(Exercise prompt) Reproduce the listing beginning at the line that contains "Please trace the outline of every instance of the carriage" and stopping after the line that contains "POLYGON ((292 189, 298". Keep the requests unchanged, but shift every polygon coordinate in the answers by adding 78 to it.

----------------------------------------

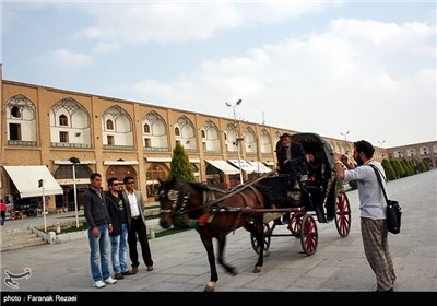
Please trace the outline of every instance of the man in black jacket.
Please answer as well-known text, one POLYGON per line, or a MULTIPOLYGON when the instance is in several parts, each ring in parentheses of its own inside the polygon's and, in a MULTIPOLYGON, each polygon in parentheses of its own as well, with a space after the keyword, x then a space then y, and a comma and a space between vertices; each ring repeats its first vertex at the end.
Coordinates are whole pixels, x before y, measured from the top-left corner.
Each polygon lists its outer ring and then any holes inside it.
POLYGON ((106 204, 113 221, 113 232, 109 234, 111 246, 113 269, 116 280, 132 275, 128 268, 128 214, 126 203, 120 193, 120 184, 117 177, 108 179, 108 191, 105 192, 106 204))
MULTIPOLYGON (((287 176, 288 190, 299 190, 298 176, 308 173, 304 146, 296 142, 290 133, 283 133, 276 143, 276 158, 277 173, 287 176)), ((280 219, 274 222, 276 225, 288 224, 290 213, 284 214, 282 222, 280 219)))
POLYGON ((90 177, 90 188, 83 193, 84 214, 88 225, 91 274, 93 286, 98 289, 117 282, 109 274, 108 233, 113 232, 113 224, 101 187, 102 175, 93 173, 90 177))
POLYGON ((297 177, 308 172, 304 146, 290 133, 283 133, 276 148, 276 157, 277 172, 288 175, 291 187, 299 189, 297 177))

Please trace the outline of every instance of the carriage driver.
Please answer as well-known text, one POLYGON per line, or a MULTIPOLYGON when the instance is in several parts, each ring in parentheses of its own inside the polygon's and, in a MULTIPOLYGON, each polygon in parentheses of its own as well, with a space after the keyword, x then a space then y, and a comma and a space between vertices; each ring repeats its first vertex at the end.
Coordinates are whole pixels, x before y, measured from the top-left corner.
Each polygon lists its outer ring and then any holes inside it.
POLYGON ((292 189, 298 190, 298 176, 308 173, 304 146, 290 133, 283 133, 277 144, 277 173, 288 175, 292 189))

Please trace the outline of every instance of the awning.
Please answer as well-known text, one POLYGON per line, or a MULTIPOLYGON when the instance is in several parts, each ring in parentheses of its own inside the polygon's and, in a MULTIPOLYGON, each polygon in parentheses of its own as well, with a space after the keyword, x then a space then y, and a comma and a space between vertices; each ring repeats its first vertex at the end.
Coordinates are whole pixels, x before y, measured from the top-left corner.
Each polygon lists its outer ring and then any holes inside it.
MULTIPOLYGON (((62 161, 62 160, 55 160, 55 165, 72 165, 70 161, 62 161)), ((96 164, 96 161, 80 161, 78 165, 94 165, 96 164)), ((88 181, 90 183, 90 181, 88 181)))
POLYGON ((252 165, 257 169, 257 173, 270 173, 270 172, 272 172, 271 168, 269 168, 268 166, 265 166, 263 163, 261 163, 259 161, 249 162, 249 163, 250 163, 250 165, 252 165))
POLYGON ((3 166, 19 189, 21 198, 62 195, 63 190, 46 166, 3 166), (43 179, 43 187, 38 187, 43 179))
POLYGON ((169 163, 172 157, 144 157, 147 162, 152 163, 169 163))
POLYGON ((211 164, 212 166, 216 167, 224 174, 239 174, 239 169, 229 165, 226 161, 210 161, 205 160, 206 163, 211 164))
POLYGON ((138 165, 138 161, 104 161, 103 164, 105 166, 114 166, 114 165, 138 165))
POLYGON ((245 160, 228 160, 228 161, 229 161, 229 163, 232 163, 233 165, 235 165, 238 168, 239 168, 239 164, 241 164, 241 170, 244 170, 246 173, 257 173, 258 172, 258 169, 256 167, 250 165, 245 160))

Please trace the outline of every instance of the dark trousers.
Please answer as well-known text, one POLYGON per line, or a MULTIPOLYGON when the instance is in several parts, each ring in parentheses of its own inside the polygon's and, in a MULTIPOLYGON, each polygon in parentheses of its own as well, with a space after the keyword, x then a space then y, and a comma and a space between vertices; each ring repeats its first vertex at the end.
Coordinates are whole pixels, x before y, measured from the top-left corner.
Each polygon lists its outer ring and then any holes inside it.
POLYGON ((7 220, 7 212, 1 211, 1 225, 4 225, 4 221, 7 220))
POLYGON ((145 266, 153 266, 152 255, 149 246, 147 231, 141 217, 131 221, 128 233, 129 257, 132 261, 132 268, 140 266, 138 260, 137 237, 141 245, 145 266))

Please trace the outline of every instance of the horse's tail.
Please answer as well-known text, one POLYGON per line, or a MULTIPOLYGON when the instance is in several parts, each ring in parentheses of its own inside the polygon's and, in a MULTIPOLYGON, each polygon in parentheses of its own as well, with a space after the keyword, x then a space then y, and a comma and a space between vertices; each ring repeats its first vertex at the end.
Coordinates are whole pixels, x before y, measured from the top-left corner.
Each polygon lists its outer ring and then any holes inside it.
POLYGON ((272 207, 272 196, 270 195, 269 187, 263 186, 261 184, 258 184, 257 190, 261 192, 262 198, 264 199, 264 208, 271 208, 272 207))

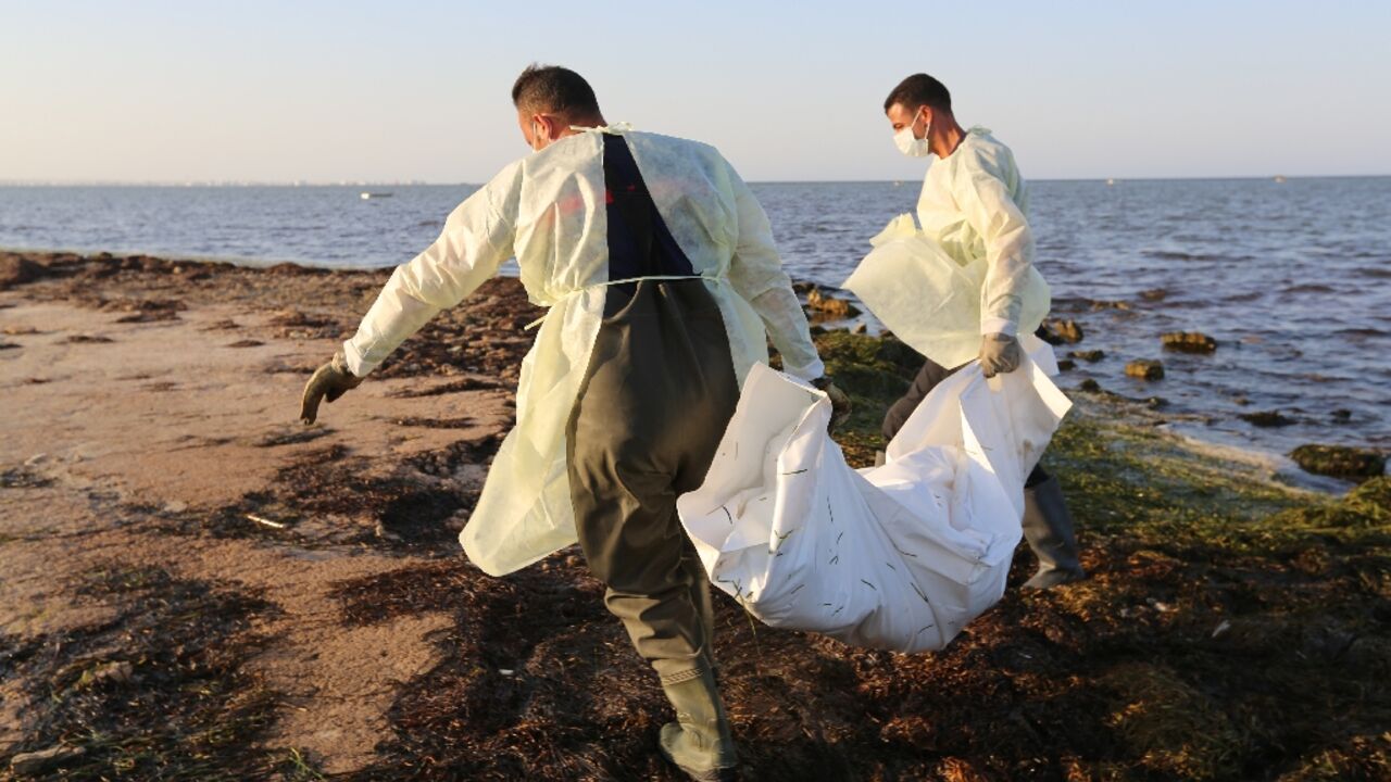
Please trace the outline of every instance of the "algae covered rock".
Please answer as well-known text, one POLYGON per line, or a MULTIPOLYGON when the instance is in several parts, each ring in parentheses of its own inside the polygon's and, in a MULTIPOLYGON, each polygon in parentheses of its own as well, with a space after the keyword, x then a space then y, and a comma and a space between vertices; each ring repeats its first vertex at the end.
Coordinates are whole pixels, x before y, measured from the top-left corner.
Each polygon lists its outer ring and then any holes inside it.
POLYGON ((1163 380, 1164 365, 1153 359, 1136 359, 1125 365, 1125 374, 1141 380, 1163 380))
POLYGON ((1252 426, 1259 426, 1263 429, 1271 426, 1289 426, 1295 423, 1295 419, 1287 416, 1285 413, 1281 413, 1280 410, 1260 410, 1255 413, 1242 413, 1237 417, 1252 426))
POLYGON ((1164 345, 1166 351, 1178 351, 1181 353, 1217 352, 1217 340, 1199 331, 1170 331, 1168 334, 1160 334, 1159 341, 1164 345))
POLYGON ((1075 345, 1084 337, 1082 327, 1071 317, 1045 320, 1034 334, 1049 345, 1075 345))
POLYGON ((1387 470, 1385 456, 1349 445, 1301 445, 1289 458, 1306 472, 1352 480, 1377 477, 1387 470))
POLYGON ((854 317, 860 314, 860 310, 850 302, 822 294, 819 289, 807 294, 807 306, 833 317, 854 317))
POLYGON ((0 255, 0 291, 13 285, 22 285, 43 277, 47 270, 18 255, 0 255))

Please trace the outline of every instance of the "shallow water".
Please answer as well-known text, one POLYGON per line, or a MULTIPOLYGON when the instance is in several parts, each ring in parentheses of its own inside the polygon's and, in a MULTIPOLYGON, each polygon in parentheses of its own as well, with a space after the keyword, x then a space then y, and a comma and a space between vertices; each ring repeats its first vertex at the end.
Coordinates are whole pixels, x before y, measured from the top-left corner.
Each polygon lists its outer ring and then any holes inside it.
MULTIPOLYGON (((836 285, 917 182, 755 185, 794 278, 836 285)), ((472 186, 0 188, 0 246, 391 266, 428 245, 472 186), (363 189, 391 198, 363 200, 363 189)), ((1059 314, 1106 359, 1095 377, 1161 397, 1199 437, 1285 452, 1309 441, 1391 447, 1391 178, 1034 182, 1038 263, 1059 314), (1164 291, 1160 302, 1142 291, 1164 291), (1092 312, 1091 301, 1131 309, 1092 312), (1160 349, 1164 331, 1220 341, 1160 349), (1156 383, 1125 360, 1163 359, 1156 383), (1351 419, 1337 423, 1334 410, 1351 419), (1295 423, 1259 429, 1241 413, 1295 423)), ((1059 348, 1066 358, 1071 346, 1059 348)))

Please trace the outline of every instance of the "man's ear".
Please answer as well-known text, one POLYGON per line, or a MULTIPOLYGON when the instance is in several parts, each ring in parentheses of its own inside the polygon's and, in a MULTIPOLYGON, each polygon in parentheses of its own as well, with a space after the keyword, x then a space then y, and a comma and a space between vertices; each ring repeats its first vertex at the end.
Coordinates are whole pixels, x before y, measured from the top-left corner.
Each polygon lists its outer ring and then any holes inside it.
POLYGON ((538 142, 551 143, 552 141, 556 139, 558 134, 555 132, 556 131, 555 117, 547 117, 545 114, 537 114, 536 115, 536 124, 538 125, 537 129, 540 129, 541 134, 542 134, 542 138, 537 139, 538 142))

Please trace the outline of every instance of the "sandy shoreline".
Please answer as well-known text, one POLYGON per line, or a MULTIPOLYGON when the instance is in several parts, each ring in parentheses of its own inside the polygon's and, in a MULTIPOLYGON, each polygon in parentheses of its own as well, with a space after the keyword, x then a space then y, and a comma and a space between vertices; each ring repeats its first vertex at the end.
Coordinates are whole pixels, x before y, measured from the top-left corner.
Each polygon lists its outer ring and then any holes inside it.
MULTIPOLYGON (((579 557, 488 579, 453 540, 513 417, 537 316, 516 280, 306 429, 303 380, 387 271, 25 259, 0 289, 0 761, 67 746, 85 753, 70 769, 128 778, 675 778, 651 753, 655 680, 579 557)), ((914 359, 818 341, 867 402, 844 444, 862 459, 914 359)), ((1338 505, 1367 520, 1337 533, 1269 520, 1335 511, 1111 405, 1086 401, 1054 448, 1091 582, 1011 590, 918 657, 754 629, 721 601, 753 778, 1385 768, 1376 501, 1338 505), (1259 717, 1295 703, 1309 724, 1259 717)))

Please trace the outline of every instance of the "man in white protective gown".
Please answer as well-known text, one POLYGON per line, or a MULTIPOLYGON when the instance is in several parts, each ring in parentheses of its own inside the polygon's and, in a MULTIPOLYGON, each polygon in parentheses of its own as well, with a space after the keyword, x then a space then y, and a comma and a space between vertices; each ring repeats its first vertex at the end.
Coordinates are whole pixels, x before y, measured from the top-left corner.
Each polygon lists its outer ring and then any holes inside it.
MULTIPOLYGON (((882 317, 900 337, 921 328, 925 331, 922 338, 928 341, 928 346, 914 345, 926 353, 926 362, 908 392, 885 416, 885 440, 893 440, 922 399, 968 358, 979 359, 986 377, 1015 372, 1021 338, 1035 340, 1032 331, 1046 314, 1047 287, 1034 269, 1028 189, 1010 147, 985 128, 964 131, 951 114, 950 92, 926 74, 903 79, 889 93, 883 107, 900 152, 911 157, 938 159, 928 168, 918 198, 919 241, 935 245, 924 246, 922 255, 929 250, 944 253, 958 264, 953 273, 978 274, 974 282, 981 289, 979 349, 975 355, 951 349, 953 341, 974 337, 950 331, 957 324, 950 323, 953 309, 947 305, 936 312, 919 306, 915 314, 907 316, 918 323, 889 323, 892 317, 882 317), (1038 295, 1031 296, 1031 292, 1038 295), (1021 323, 1024 337, 1020 335, 1021 323)), ((855 287, 851 282, 847 285, 851 289, 855 287)), ((899 289, 903 289, 901 285, 899 289)), ((865 303, 875 310, 872 302, 867 299, 865 303)), ((881 312, 875 310, 875 314, 881 312)), ((1038 572, 1024 584, 1025 589, 1050 589, 1081 579, 1084 573, 1072 519, 1057 479, 1035 466, 1024 497, 1024 538, 1039 561, 1038 572)))
POLYGON ((677 719, 662 754, 732 778, 714 678, 709 583, 676 516, 705 479, 744 377, 768 362, 836 416, 762 207, 711 146, 609 125, 576 72, 533 65, 512 89, 534 154, 470 195, 398 267, 356 335, 305 388, 302 417, 356 387, 437 312, 516 257, 549 308, 522 365, 517 423, 460 541, 491 575, 579 540, 605 605, 661 678, 677 719))

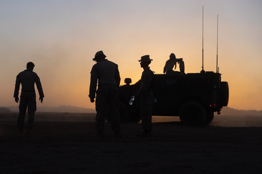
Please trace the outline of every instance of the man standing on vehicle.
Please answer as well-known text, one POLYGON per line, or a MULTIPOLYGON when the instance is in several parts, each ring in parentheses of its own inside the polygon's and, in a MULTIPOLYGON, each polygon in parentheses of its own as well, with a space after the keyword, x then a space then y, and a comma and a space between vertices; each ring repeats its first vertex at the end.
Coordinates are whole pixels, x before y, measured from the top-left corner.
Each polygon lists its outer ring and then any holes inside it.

----------------------------------------

(Answer for the task)
Please trace the outline of every instance of the carriage driver.
Please answer as well-known text, one POLYGON per line, or a MULTIPOLYGON when the instance is in several parts, each ring in parentheses of its own inside the polygon's and, in a MULTIPOLYGON, each polygon in parentheses of its own as well, with a space after the keyword, x then a space then y, and a comma and a space between vertices; each ring repeats its first vertex at the end.
Coordinates are whole pixels, x before y, measured from the top-left corner.
Each polygon lists its outer ring and then any holes inside it.
POLYGON ((370 267, 376 268, 376 254, 386 251, 382 224, 368 211, 361 211, 355 222, 355 251, 366 253, 370 267))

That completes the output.